## BEGIN Material for this task

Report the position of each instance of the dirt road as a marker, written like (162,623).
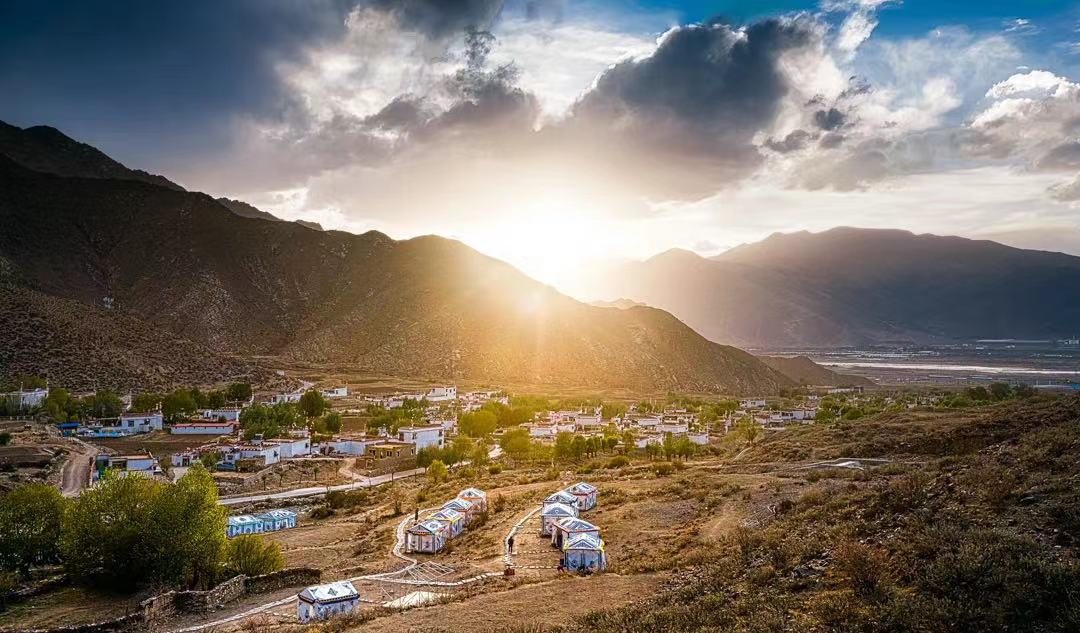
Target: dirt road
(75,475)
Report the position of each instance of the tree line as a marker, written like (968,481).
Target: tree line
(129,532)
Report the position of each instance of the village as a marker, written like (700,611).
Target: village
(381,502)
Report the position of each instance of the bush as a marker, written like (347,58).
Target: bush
(618,461)
(322,512)
(866,568)
(250,555)
(663,468)
(30,526)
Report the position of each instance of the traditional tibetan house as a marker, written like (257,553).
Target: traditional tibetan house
(585,495)
(326,601)
(454,520)
(561,497)
(467,508)
(476,496)
(553,512)
(584,552)
(427,537)
(564,528)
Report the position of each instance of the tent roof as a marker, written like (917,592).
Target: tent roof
(561,497)
(427,526)
(584,541)
(332,592)
(558,510)
(572,524)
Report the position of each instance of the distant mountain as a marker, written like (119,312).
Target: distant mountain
(83,347)
(183,265)
(46,149)
(620,304)
(244,210)
(856,286)
(802,371)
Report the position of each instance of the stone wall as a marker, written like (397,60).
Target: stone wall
(282,579)
(172,602)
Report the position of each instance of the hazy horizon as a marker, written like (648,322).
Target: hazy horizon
(561,136)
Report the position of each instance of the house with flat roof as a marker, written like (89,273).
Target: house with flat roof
(326,601)
(423,435)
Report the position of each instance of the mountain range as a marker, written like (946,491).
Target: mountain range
(850,286)
(115,277)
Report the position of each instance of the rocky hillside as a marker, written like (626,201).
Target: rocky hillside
(83,348)
(860,286)
(184,265)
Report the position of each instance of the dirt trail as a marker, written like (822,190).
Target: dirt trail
(75,475)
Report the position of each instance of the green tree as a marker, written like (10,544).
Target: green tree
(333,422)
(437,472)
(30,526)
(270,421)
(478,455)
(515,443)
(312,403)
(477,423)
(187,539)
(127,532)
(215,400)
(250,555)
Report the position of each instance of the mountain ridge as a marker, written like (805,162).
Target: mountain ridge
(181,263)
(850,286)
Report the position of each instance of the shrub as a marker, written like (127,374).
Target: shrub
(663,468)
(322,512)
(866,568)
(247,554)
(618,461)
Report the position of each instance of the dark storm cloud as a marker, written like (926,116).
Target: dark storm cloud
(829,120)
(696,104)
(146,78)
(793,142)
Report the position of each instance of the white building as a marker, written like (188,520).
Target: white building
(422,436)
(203,429)
(229,414)
(325,601)
(335,392)
(442,394)
(143,422)
(291,447)
(25,399)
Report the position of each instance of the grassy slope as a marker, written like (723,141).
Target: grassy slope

## END Material for this task

What needs to be done = Turn all the entries above into a numbered list of their lines, skipping blank lines and leaving the pictures out.

Full answer =
1. Report the position of each instance of the dirt road as a marker, written like (162,623).
2. Target: dirt road
3. (75,475)
4. Report the position of each instance of the tree line as a marker, written like (968,481).
5. Target: tree line
6. (129,532)
7. Report the position of each instance of the village as a marker, written like (700,611).
8. Target: village
9. (381,502)
10. Report the position of each instance of the bush as a marker, written like (347,58).
11. Target: bush
12. (618,461)
13. (322,512)
14. (866,568)
15. (250,555)
16. (663,468)
17. (30,526)
18. Report the position of each instance of the traditional tibetan house as a marker, written like (257,553).
19. Target: traditional tibetan house
20. (585,495)
21. (326,601)
22. (454,520)
23. (561,497)
24. (467,508)
25. (476,496)
26. (553,512)
27. (584,552)
28. (427,537)
29. (564,528)
30. Report the position of each instance of the tent roof as a marker, written like (917,592).
31. Target: tent roof
32. (561,497)
33. (427,526)
34. (584,541)
35. (332,592)
36. (558,510)
37. (572,524)
38. Report the position of each instance of the distant mountain as a marker, written like (119,312).
39. Target: distant mountain
40. (83,347)
41. (183,265)
42. (46,149)
43. (620,304)
44. (244,210)
45. (856,286)
46. (802,371)
47. Report the position of each instance of the stone wall as a marker, written like (397,60).
48. Target: stone wall
49. (282,579)
50. (172,602)
51. Report the position of each instance of the hazy horizon as a marker, written like (648,322).
52. Target: hazy horizon
53. (561,136)
54. Report the position of each instance of the house with flat roof as a marker, written like (89,273).
55. Target: house with flat roof
56. (326,601)
57. (423,435)
58. Report the position of each instance of the mountain range as a marker, written like (946,491).
59. Target: mountain range
60. (850,286)
61. (115,277)
62. Report the position of each instance of the rocky hillside as a marker, written like (626,201).
63. Target: rocky hillside
64. (83,348)
65. (860,286)
66. (184,265)
67. Report the position of each instance of the dirt trail as a marker, written like (822,190).
68. Target: dirt trail
69. (75,475)
70. Report the position of each instance of the green tree as a marker, written like (10,544).
71. Target: green tree
72. (333,422)
73. (437,472)
74. (30,526)
75. (270,421)
76. (478,455)
77. (515,443)
78. (312,403)
79. (477,423)
80. (187,539)
81. (127,532)
82. (215,400)
83. (250,555)
84. Report the position of each instance of the mountain ridge as a marker, written like (805,162).
85. Target: mountain ridge
86. (181,263)
87. (850,286)
88. Report the position of each instance of the shrub as a marker, written like (127,374).
89. Target: shrub
90. (663,468)
91. (322,512)
92. (866,568)
93. (247,554)
94. (618,461)
95. Report the position of each instance of the dark storm cloud as a marker, written like (926,116).
96. Target: dark storm cloud
97. (829,120)
98. (696,104)
99. (146,78)
100. (793,142)
101. Report the position of each instance of the white building as a marker, written like (188,520).
102. Target: white building
103. (422,436)
104. (203,429)
105. (229,414)
106. (325,601)
107. (335,392)
108. (442,394)
109. (143,422)
110. (291,447)
111. (25,399)
112. Report the position of each instance of the grassy slope as a marker, written like (723,141).
113. Target: grassy slope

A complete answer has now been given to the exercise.